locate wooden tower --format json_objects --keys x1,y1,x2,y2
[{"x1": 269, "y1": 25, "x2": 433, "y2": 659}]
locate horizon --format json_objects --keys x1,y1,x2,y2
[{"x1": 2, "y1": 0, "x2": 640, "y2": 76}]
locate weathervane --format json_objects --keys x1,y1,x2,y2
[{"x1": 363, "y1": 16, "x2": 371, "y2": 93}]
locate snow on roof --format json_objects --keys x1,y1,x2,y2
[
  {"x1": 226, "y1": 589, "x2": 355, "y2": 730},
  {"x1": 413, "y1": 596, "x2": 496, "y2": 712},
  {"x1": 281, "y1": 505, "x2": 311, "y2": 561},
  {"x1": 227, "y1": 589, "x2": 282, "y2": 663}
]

━━━━━━━━━━

### TASK DESCRIPTION
Extract all of the data above and output it character for character.

### REPLY
locate wooden tower --format json_objects --keys x1,y1,x2,y2
[{"x1": 269, "y1": 25, "x2": 433, "y2": 659}]
locate horizon --format json_objects --keys x1,y1,x2,y2
[{"x1": 2, "y1": 0, "x2": 640, "y2": 76}]
locate weathervane --format json_objects --keys x1,y1,x2,y2
[{"x1": 363, "y1": 16, "x2": 371, "y2": 93}]
locate snow on roof --format json_objects --keys x1,y1,x2,y2
[
  {"x1": 226, "y1": 589, "x2": 355, "y2": 730},
  {"x1": 413, "y1": 596, "x2": 496, "y2": 712},
  {"x1": 281, "y1": 505, "x2": 311, "y2": 561},
  {"x1": 227, "y1": 589, "x2": 282, "y2": 663}
]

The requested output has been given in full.